- **THE INPUT**
_____
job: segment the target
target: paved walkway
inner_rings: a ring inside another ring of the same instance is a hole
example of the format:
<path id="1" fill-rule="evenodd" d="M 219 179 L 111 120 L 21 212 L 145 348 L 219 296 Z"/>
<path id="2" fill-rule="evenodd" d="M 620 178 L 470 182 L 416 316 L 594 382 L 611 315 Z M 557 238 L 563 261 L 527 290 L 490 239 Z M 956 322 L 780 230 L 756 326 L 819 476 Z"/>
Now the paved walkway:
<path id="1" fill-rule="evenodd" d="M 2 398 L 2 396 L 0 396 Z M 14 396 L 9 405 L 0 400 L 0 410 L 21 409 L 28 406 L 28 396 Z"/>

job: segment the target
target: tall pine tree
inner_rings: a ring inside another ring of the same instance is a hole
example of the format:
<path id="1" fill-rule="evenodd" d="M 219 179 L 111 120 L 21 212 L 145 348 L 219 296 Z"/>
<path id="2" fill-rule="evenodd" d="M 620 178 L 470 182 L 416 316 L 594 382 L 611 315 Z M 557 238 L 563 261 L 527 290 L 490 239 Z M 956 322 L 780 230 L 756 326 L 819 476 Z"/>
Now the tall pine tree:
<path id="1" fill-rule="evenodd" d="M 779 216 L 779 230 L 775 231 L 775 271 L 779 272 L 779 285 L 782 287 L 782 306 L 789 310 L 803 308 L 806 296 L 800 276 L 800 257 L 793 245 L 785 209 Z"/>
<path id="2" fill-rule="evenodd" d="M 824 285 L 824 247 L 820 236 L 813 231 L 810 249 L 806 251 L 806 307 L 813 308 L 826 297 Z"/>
_____
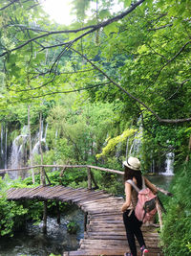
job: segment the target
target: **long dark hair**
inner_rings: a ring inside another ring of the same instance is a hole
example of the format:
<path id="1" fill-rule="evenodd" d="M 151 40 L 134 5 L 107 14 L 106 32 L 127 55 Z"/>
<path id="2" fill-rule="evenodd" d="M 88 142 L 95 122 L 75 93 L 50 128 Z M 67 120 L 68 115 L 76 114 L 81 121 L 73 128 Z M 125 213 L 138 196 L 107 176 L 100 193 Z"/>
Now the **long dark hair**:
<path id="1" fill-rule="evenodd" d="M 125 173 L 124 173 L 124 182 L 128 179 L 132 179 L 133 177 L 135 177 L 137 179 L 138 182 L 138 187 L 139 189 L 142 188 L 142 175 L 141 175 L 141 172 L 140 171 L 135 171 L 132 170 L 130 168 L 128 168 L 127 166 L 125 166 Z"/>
_____
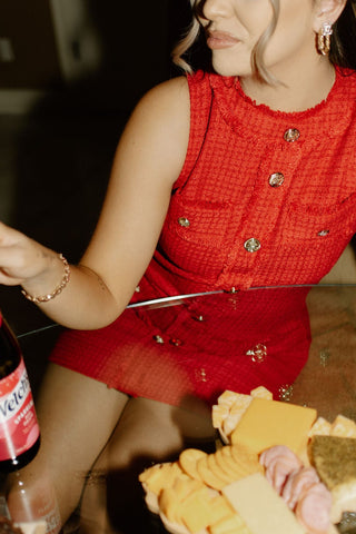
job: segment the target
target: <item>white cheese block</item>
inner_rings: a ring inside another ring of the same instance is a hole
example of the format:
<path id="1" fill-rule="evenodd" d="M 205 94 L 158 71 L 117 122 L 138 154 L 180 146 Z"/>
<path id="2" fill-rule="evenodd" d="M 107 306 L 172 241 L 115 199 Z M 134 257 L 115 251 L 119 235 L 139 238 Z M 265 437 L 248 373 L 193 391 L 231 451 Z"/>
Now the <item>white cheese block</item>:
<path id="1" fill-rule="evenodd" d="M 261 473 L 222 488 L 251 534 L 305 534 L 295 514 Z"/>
_____
- **EXERCISE DIRECTIONS**
Please count the lines in the records above that contain the string "long", and reply with only that number.

- **REPLY TO THE TASK**
2